Rewrite the records from the line containing "[outline] banner, per instance" through the end of the records, replacing "military" with "army" and leaving everything else the same.

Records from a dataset
________
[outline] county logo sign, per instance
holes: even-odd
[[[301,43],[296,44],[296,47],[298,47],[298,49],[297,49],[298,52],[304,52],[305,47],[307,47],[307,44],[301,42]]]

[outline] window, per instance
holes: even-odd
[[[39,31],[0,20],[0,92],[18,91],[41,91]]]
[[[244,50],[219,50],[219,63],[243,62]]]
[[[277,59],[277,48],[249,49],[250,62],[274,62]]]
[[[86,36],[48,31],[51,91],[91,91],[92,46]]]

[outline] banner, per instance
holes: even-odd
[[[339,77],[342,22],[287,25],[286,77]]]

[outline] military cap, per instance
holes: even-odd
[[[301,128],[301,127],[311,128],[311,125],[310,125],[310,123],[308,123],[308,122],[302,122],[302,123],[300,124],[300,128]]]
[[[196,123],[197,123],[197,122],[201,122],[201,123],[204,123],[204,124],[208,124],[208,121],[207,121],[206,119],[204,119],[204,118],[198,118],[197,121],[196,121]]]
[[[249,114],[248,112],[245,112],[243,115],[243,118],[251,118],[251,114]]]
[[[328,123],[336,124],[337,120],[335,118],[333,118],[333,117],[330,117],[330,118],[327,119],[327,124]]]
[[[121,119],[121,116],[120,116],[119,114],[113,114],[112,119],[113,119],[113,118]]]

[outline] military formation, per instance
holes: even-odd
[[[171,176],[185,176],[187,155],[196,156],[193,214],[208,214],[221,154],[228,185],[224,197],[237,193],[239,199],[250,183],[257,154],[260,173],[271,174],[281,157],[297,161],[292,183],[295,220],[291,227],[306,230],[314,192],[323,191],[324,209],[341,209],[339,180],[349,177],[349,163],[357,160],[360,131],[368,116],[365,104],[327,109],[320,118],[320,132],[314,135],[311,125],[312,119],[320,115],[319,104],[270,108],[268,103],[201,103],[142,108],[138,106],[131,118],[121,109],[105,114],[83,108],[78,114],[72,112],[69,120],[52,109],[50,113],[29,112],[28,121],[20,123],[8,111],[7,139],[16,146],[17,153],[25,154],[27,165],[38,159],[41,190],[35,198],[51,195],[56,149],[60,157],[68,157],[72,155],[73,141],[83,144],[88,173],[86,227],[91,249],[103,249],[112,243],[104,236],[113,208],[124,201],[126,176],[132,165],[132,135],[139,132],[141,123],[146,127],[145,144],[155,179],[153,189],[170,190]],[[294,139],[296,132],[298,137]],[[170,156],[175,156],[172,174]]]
________
## OUTPUT BELOW
[outline] banner, per instance
holes: even-odd
[[[339,77],[342,22],[287,25],[286,77]]]

[outline] army cap, per instance
holes: even-odd
[[[301,128],[301,127],[311,128],[311,125],[310,125],[310,123],[308,123],[308,122],[302,122],[302,123],[300,124],[300,128]]]
[[[196,123],[197,123],[197,122],[201,122],[201,123],[204,123],[204,124],[208,124],[208,121],[207,121],[206,119],[204,119],[204,118],[198,118],[197,121],[196,121]]]
[[[249,114],[248,112],[245,112],[243,115],[243,118],[251,118],[251,114]]]
[[[328,123],[336,124],[337,120],[335,118],[333,118],[333,117],[330,117],[330,118],[327,119],[327,124]]]
[[[121,119],[121,116],[120,116],[119,114],[113,114],[112,119],[113,119],[113,118]]]

[outline] army formation, per instance
holes: even-odd
[[[171,176],[185,176],[187,155],[196,156],[193,214],[208,214],[221,154],[228,185],[224,197],[237,193],[239,199],[250,183],[257,154],[260,173],[271,174],[281,157],[297,161],[292,183],[295,220],[291,227],[306,230],[314,192],[323,191],[324,209],[341,209],[339,180],[349,177],[349,163],[357,160],[360,131],[368,116],[365,104],[327,109],[320,118],[320,132],[314,135],[311,125],[312,119],[320,115],[319,104],[270,108],[268,103],[201,103],[142,108],[138,106],[131,118],[121,109],[105,114],[83,108],[78,114],[72,112],[69,120],[52,109],[50,113],[29,112],[28,121],[20,123],[8,111],[7,139],[16,146],[17,153],[25,154],[27,165],[38,159],[41,190],[35,198],[51,195],[56,149],[60,157],[68,157],[72,155],[73,141],[83,144],[88,173],[86,227],[91,249],[103,249],[112,243],[104,236],[113,208],[124,201],[126,176],[132,165],[132,135],[139,132],[141,123],[146,127],[145,144],[155,179],[153,189],[170,190]],[[294,139],[296,132],[298,137]],[[170,156],[175,156],[172,174]]]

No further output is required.